Written instruction A>
Answer these questions about the passage on Freddie Stone:
(i) In what year was he inducted into the Rock and Roll Hall of Fame?
(ii) Which high school did he attend after being expelled from Vallejo High School?
(iii) In what year was he ordained as a pastor?

Extract>
######

Freddie Stone (born Frederick Jerome Stewart, June 5, 1947) is an American pastor and musician, best known as a co-founder, guitarist, and vocalist in the band Sly and the Family Stone, fronted by his brother Sly and including his sister Rose. He was inducted into the Rock and Roll Hall of Fame in 1993 as a member of Sly and the Family Stone.

After leaving the band in the late 1970s, Stone signed a short recording contract with Motown Records.

Personal life

His childhood years were spent in Vallejo, California. His parents were Christians and they attended the Pentecostal church. They also were musicians with his father playing violin, harp and guitar and his mother playing guitar as well as piano. His early years were spent at church and without racial inhibition. His mother would babysit the children in the neighborhood who happened to be of all colors. He started playing music when he was twelve.

As a result of fighting at Vallejo High School, he was expelled and had to attend Benicia High School. He did quite well there and in his junior year he was MVP on his basketball team.  In his senior year he was President of the student body. Not long after he graduated, the Stewart family along with Freddie moved to San Francisco.

Ministry
According to a 2009 KCRW interview with Sly Stone, Freddie has been, since 1994, Pastor Frederick Stewart, a preacher in his native Vallejo. He became a committed Christian in 1980 and in 1988 he was ordained as a pastor. Over a period of time he was being prepared to take over his uncle's church, the Evangelist Temple Fellowship Center, of which he is currently Pastor. The church is located on Sonoma Boulevard in Vallejo, California.

######

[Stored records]

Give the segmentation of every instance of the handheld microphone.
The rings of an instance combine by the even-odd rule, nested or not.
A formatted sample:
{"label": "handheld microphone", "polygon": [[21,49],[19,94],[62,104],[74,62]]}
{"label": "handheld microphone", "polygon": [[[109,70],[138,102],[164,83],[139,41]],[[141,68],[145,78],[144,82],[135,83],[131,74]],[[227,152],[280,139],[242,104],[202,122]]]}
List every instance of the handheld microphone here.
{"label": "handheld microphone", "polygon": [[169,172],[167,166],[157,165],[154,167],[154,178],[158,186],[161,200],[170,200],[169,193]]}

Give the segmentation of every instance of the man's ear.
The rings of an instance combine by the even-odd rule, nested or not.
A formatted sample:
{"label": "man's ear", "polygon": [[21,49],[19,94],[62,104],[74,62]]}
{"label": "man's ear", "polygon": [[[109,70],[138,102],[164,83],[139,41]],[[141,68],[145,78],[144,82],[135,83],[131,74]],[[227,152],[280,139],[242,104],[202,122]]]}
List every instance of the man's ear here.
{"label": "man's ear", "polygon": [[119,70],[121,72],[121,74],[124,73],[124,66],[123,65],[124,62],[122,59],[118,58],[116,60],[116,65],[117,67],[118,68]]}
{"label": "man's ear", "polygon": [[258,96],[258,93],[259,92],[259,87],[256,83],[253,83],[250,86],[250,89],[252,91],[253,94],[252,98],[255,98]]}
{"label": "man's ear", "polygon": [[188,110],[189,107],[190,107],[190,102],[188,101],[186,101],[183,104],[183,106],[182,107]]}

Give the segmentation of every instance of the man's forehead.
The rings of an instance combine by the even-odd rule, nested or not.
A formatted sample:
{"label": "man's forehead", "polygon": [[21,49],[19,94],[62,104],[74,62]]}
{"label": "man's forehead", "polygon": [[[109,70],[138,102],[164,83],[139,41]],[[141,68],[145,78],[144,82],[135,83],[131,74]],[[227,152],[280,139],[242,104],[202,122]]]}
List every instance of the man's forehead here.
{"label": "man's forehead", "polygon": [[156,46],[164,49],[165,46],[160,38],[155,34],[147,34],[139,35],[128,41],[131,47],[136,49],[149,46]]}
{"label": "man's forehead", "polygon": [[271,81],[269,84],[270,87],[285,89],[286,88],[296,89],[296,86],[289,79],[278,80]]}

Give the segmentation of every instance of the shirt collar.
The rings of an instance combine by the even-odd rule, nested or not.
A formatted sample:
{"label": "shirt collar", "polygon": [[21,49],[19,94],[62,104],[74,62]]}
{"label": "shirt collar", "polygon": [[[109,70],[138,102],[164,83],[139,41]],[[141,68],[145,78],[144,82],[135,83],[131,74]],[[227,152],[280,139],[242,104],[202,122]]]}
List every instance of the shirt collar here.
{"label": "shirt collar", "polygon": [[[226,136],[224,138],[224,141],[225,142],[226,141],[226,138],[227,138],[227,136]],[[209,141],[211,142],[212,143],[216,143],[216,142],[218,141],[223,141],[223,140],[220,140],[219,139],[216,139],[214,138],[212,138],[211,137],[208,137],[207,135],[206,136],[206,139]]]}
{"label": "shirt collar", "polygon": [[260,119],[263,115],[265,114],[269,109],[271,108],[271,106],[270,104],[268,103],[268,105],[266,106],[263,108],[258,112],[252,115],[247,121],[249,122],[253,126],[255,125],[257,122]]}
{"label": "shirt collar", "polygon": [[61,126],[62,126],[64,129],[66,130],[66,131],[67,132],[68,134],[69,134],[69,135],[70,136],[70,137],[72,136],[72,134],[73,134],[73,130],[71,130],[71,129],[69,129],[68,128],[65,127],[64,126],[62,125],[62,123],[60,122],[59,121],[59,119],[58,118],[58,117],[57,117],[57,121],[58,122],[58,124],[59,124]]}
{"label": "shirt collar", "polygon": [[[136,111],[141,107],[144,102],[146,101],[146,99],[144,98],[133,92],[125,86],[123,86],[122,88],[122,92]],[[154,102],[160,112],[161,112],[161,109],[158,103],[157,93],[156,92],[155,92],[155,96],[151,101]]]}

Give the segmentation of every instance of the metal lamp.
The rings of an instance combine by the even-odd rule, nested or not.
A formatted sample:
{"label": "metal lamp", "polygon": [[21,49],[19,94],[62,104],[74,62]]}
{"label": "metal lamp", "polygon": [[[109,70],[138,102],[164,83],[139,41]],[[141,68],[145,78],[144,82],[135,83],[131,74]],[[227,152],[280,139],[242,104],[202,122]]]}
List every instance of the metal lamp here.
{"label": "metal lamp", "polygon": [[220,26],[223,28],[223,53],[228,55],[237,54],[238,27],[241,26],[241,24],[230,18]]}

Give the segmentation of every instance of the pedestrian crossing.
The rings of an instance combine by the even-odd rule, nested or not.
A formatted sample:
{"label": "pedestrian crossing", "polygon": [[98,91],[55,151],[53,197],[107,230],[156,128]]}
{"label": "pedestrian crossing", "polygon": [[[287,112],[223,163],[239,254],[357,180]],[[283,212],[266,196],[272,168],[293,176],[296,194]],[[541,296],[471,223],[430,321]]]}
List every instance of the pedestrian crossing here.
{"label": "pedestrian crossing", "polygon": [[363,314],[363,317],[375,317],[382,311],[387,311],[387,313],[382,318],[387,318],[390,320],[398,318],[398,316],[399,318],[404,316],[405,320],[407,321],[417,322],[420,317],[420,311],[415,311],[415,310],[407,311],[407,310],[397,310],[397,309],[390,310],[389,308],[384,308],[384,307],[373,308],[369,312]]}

######

Written instruction B> Rewrite the stored records as a JSON list of strings, one string per line and blank lines omitted, starting with the line that contains "Give the segmentation of every instance of the pedestrian" and going on through the last line of the records.

Reply A>
(i) 1993
(ii) Benicia High School
(iii) 1988

Reply B>
[
  "Give the segmentation of every instance of the pedestrian crossing.",
  "The rings of an instance combine by the even-odd rule, nested or not.",
  "A formatted sample:",
  "{\"label\": \"pedestrian crossing\", \"polygon\": [[98,91],[55,151],[53,197],[107,230],[156,128]]}",
  "{\"label\": \"pedestrian crossing\", \"polygon\": [[[287,112],[223,163],[239,254],[357,180]],[[283,212],[266,196],[272,168],[293,176],[296,194]],[[541,296],[471,223],[430,321]]]}",
  "List every instance of the pedestrian crossing here.",
  "{\"label\": \"pedestrian crossing\", \"polygon\": [[363,314],[363,317],[375,317],[382,311],[387,311],[387,313],[382,318],[387,318],[390,320],[398,318],[398,316],[399,318],[404,316],[405,320],[407,321],[417,322],[420,317],[420,311],[415,311],[415,310],[407,311],[407,310],[397,310],[397,309],[390,310],[389,308],[384,308],[384,307],[373,308],[369,312]]}"
]